## WHAT TO DO
Please render the material as a numbered list with blank lines left out. Begin at the line that contains "query (the noun phrase to segment): **burner" and stop after the line that contains "117), (196, 120)]", with both of those lines included.

Material from a data collection:
______________________________

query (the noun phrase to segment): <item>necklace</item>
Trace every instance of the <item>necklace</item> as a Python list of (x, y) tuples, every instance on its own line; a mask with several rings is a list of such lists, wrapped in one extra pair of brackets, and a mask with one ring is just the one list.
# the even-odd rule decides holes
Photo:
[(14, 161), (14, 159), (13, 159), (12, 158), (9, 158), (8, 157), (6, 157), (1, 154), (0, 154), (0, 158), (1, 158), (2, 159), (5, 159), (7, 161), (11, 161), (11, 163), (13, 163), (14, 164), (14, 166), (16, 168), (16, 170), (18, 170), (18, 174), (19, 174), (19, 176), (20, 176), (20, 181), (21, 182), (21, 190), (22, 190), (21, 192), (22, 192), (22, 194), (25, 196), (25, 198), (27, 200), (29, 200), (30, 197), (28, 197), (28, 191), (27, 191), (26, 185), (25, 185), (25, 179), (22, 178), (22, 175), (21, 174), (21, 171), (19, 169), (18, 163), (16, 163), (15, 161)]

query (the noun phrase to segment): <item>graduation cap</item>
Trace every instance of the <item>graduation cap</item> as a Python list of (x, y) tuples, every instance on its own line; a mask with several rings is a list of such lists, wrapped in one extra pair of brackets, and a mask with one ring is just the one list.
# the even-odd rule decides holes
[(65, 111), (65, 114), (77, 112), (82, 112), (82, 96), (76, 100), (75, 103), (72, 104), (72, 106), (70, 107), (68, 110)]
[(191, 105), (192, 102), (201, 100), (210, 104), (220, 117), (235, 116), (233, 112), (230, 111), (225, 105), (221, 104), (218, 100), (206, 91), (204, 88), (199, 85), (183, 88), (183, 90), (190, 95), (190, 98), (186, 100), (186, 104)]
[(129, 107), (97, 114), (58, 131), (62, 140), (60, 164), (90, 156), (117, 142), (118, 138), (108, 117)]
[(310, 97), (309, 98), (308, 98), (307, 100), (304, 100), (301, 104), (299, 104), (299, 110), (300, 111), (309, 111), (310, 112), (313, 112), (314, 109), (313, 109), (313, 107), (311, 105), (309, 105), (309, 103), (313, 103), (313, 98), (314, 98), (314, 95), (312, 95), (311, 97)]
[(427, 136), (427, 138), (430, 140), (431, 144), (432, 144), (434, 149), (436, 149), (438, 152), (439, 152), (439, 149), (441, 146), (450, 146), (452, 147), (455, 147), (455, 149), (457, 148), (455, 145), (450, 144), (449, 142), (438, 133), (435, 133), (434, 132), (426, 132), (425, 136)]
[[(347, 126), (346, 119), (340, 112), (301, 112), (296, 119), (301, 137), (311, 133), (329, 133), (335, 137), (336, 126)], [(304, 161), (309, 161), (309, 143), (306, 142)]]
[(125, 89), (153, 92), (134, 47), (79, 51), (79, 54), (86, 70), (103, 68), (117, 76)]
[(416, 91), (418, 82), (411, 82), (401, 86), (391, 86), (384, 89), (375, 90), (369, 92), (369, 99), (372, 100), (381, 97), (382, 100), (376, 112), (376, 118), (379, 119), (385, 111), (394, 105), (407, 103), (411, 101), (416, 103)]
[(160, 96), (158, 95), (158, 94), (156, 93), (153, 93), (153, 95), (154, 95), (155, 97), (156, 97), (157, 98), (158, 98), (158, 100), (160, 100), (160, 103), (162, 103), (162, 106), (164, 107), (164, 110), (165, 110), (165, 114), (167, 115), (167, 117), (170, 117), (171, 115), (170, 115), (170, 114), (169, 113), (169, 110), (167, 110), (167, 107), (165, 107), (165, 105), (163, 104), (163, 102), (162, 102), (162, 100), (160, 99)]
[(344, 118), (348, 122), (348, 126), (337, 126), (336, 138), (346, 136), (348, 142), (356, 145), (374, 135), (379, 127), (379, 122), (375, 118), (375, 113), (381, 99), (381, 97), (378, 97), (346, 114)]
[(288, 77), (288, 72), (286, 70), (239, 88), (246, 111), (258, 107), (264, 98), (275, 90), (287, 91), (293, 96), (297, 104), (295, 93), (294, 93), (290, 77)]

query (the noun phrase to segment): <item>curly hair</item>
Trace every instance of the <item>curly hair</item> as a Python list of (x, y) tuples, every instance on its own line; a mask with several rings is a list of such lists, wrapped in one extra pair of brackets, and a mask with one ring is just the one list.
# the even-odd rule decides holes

______________________________

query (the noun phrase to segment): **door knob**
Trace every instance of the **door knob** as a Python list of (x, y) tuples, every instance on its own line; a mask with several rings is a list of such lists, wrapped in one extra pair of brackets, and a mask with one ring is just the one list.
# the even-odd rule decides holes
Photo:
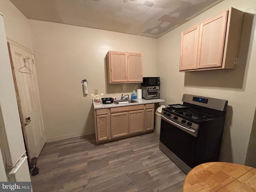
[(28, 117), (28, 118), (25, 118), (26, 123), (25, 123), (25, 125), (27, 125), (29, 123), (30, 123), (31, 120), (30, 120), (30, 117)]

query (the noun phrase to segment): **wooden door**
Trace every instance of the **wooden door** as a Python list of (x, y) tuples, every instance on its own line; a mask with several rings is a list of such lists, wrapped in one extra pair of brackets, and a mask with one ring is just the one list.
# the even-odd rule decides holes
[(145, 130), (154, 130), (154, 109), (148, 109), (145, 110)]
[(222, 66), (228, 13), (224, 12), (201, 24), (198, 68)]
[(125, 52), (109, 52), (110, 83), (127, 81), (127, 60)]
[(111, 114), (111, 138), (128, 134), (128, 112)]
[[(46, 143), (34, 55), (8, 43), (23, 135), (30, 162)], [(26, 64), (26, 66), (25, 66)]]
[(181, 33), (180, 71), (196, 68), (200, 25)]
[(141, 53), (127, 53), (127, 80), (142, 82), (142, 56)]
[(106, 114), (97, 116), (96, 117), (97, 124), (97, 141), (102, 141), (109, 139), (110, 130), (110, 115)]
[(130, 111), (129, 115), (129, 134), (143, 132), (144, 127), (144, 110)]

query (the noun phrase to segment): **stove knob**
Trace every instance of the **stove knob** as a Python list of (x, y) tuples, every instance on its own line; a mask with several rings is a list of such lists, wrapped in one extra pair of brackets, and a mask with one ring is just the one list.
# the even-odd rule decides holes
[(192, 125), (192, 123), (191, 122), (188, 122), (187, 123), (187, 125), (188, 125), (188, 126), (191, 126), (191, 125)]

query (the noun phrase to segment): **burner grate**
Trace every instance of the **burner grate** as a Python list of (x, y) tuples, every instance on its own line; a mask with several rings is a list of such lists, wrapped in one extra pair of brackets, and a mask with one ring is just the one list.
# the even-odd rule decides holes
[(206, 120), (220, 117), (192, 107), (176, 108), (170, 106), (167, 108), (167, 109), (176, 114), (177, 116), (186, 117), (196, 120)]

______________________________

## EXERCISE RESPONSE
1. query (the noun phrase to segment): **burner grate**
2. Trace every instance of the **burner grate** as a Python list of (x, y) tuples, every instance on its own line; a mask with several rings is a list of such lists, wrapped in one extra pair of brackets, and a mask with one ring is just the one list.
3. # the even-odd rule decides holes
4. [(206, 120), (220, 117), (192, 107), (176, 108), (170, 106), (167, 108), (167, 109), (176, 114), (177, 116), (186, 117), (196, 120)]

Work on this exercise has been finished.